*Data supplied*.
***

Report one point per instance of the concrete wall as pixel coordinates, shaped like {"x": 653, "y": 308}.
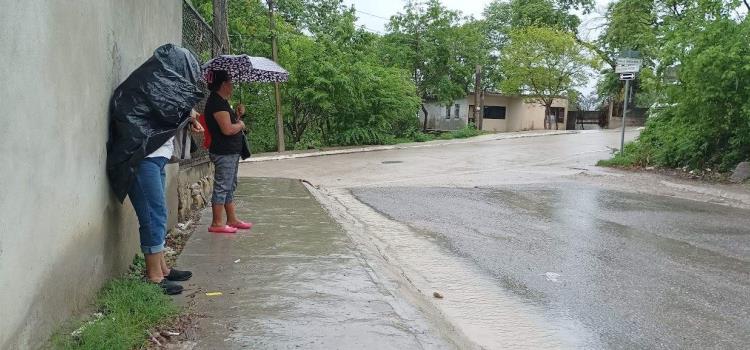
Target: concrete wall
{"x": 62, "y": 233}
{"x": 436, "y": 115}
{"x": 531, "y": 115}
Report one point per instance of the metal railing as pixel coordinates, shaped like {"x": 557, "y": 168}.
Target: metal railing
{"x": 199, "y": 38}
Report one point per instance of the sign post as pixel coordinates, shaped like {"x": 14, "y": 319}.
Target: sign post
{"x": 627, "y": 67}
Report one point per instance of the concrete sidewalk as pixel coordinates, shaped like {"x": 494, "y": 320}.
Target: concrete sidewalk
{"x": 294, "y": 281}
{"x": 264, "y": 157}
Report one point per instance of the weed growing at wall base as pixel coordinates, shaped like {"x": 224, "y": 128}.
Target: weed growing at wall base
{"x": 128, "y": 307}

***

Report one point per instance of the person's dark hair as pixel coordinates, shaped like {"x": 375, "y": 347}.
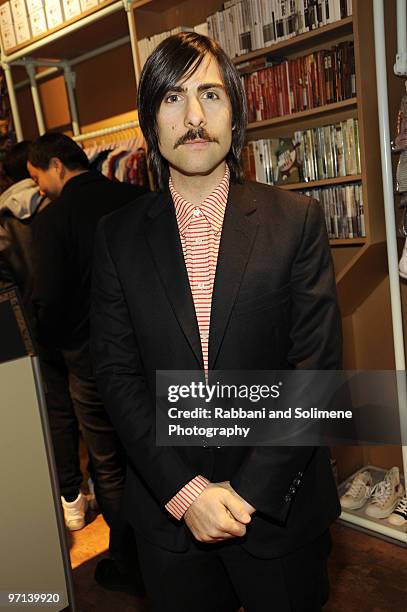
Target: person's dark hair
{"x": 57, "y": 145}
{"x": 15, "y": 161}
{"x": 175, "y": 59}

***

*Problem description*.
Which lines in the entries above contain the string "dark", matching case exactly? Copy each of those lines in full.

*Exercise result*.
Report one point per instance of the person's dark hair as pixel coordinates, shaped like {"x": 375, "y": 347}.
Target: person's dark hair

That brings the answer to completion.